(GOAL)
Provide the records once more, identical to the original.

>> BEGIN

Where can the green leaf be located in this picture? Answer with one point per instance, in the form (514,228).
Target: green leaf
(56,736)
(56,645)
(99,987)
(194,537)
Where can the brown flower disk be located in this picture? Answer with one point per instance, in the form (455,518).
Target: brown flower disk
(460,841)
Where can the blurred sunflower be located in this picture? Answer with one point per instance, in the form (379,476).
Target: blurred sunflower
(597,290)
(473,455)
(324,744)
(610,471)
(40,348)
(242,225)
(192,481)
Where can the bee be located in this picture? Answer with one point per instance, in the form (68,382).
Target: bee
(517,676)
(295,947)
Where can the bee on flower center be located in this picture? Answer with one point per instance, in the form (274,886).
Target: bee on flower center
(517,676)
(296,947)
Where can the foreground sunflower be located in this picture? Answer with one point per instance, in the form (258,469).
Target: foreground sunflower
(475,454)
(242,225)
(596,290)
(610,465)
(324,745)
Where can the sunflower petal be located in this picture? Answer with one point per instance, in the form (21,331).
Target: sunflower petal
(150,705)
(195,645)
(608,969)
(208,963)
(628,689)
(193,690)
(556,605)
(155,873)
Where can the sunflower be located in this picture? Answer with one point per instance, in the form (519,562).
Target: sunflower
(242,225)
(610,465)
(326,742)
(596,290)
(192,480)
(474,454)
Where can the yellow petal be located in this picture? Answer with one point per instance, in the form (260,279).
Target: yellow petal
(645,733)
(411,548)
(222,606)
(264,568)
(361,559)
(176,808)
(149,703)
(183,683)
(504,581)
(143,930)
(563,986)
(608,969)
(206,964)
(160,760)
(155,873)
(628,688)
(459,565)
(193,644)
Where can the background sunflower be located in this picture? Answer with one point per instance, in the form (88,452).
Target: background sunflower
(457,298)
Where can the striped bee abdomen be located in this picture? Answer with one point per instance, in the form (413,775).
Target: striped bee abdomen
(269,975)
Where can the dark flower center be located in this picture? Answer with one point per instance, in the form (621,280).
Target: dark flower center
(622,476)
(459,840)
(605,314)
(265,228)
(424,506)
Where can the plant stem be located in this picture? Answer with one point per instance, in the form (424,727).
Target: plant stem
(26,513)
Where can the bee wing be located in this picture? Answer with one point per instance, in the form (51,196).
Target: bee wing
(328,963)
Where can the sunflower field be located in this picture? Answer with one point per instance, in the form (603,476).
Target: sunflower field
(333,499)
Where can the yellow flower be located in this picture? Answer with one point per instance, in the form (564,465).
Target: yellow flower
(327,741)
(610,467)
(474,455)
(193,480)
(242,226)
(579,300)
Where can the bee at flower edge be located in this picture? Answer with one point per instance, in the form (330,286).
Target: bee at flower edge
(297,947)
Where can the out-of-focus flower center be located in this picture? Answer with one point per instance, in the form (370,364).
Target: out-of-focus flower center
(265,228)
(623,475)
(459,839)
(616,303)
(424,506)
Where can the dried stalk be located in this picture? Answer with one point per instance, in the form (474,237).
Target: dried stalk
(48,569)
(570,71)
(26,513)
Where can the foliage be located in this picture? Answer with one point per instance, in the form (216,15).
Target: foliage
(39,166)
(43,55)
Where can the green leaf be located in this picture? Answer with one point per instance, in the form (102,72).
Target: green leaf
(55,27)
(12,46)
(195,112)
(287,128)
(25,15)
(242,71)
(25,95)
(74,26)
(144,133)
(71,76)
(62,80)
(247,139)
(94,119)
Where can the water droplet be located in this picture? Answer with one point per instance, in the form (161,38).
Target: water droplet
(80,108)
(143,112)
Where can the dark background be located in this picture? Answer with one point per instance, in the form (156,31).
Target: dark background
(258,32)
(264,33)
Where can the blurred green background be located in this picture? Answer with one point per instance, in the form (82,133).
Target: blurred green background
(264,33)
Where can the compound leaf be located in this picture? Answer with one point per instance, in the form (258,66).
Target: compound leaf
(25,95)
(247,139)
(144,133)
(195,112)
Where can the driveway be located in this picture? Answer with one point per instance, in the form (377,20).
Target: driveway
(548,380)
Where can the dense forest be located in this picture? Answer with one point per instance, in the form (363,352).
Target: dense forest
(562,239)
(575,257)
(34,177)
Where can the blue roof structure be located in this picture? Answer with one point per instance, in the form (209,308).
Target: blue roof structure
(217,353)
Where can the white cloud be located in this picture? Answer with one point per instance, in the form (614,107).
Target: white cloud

>> END

(REPLY)
Where can the green leaf be located in this picture? Answer with one point per instance, in the form (514,228).
Target: green leaf
(56,736)
(56,645)
(99,987)
(194,537)
Where can the brown flower disk be located in this picture? Answer with one point per instance, in the form (455,518).
Target: brown flower disk
(460,841)
Where can the blurred sunflower be located in this picture? Answer with one point per instance, in the form (379,476).
Target: blurred sunflower
(597,290)
(473,455)
(324,744)
(610,471)
(40,348)
(242,225)
(192,481)
Where can the bee be located in this picture? Answer with one point per instance, in the form (68,382).
Target: bee
(517,676)
(295,947)
Where can the bee on flower center be located in this picture? Answer with one point per instance, in the form (274,886).
Target: bee on flower center
(517,676)
(296,947)
Where can the foreground sunflower be located in this picture? Answer with one point per instance, in the form (258,469).
Target: foreground sunflower
(475,454)
(242,225)
(596,290)
(610,465)
(324,745)
Where can the sunflower petal be located in this picture? Answer with one point per instance, in the form (21,331).
Target: sunflower petal
(150,705)
(195,645)
(608,969)
(208,963)
(628,689)
(193,690)
(556,605)
(155,873)
Where can the sunflower be located in this picture? Answer with one point per instance, in the form (519,562).
Target: sunflower
(242,225)
(610,465)
(326,742)
(596,290)
(192,480)
(474,454)
Where can the yellow petal be located in this picture? Answer with one point per instance, in the form (260,279).
Target: yellow petal
(645,733)
(411,548)
(222,606)
(264,568)
(361,559)
(176,808)
(149,703)
(183,683)
(504,581)
(143,930)
(563,986)
(608,969)
(206,964)
(160,760)
(155,873)
(628,688)
(459,565)
(193,644)
Where can the background sunflower be located in this picture? Answer with one point per instance, in the form (88,452).
Target: background sunflower
(457,298)
Where can the striped bee abdomen be located in this picture? Answer with one point per instance, in the form (413,775).
Target: striped bee abdomen
(269,975)
Where can the dark flower center be located in this picture? Answer with one point per instance, in the form (621,280).
Target: dark flower center
(622,476)
(459,840)
(605,314)
(265,228)
(424,506)
Where can the plant stem be located in this picture? Answer with one point per instance, in the form (424,727).
Target: plant stem
(26,513)
Where can the bee wing be located in this picture? Answer with one point per instance, in the form (51,196).
Target: bee wing
(328,963)
Where can the sunflower field be located in this picture? Answer with one point per instance, in the form (603,476).
Target: sunflower field
(333,499)
Where can the yellow flower be located in this picture? Answer with one point per instance, in the form (564,465).
Target: yellow flower
(327,741)
(610,467)
(474,455)
(193,480)
(242,226)
(579,300)
Where can the bee at flower edge be located in this picture? Answer with one point per instance, in the form (330,286).
Target: bee at flower edge
(297,947)
Where can the out-of-focus flower center be located in this picture? Answer with one point per instance, in the form (370,364).
Target: out-of-focus flower center
(265,228)
(623,475)
(459,839)
(616,303)
(424,506)
Where can the dried stalk be located in this picture? Answer with one point per instance, in the form (474,237).
Target: dried stalk
(48,569)
(570,71)
(26,513)
Where can the foliage be located in this picture? Answer with one point per instance, in the form (216,15).
Target: foliage
(39,166)
(43,55)
Where can the green leaf be located in this picture? Answer with one point per instance, in the form (102,72).
Target: green leaf
(55,27)
(12,46)
(195,112)
(287,128)
(25,15)
(242,71)
(25,95)
(74,26)
(144,133)
(71,76)
(62,80)
(247,139)
(94,119)
Where can the water droplet be located in this picture? Answer with one point per instance, in the form (161,38).
Target: water droplet
(80,108)
(143,112)
Where can the dark background be located in this picture? Answer with one point per instance, in the form (156,31).
Target: dark background
(258,32)
(264,33)
Where can the blurred green background be located in this picture? Answer with one point per instance, in the form (82,133).
Target: blurred green background
(264,33)
Where can the compound leaf be located in this picture? Answer with one point per instance, in the form (258,66).
Target: compound leaf
(25,95)
(247,139)
(144,133)
(195,112)
Where can the driveway be located in this picture? Answer with one point per instance, in the form (377,20).
Target: driveway
(548,380)
Where can the dense forest be located in this picture? Answer with one point per instance, in the form (363,352).
Target: dense forest
(562,239)
(575,257)
(34,177)
Where can the blue roof structure be located in this picture? Answer with one point per instance, in the form (209,308).
Target: blue roof structure
(217,353)
Where can the white cloud be located in this picture? Answer with one point per instance, in the form (614,107).
Target: white cloud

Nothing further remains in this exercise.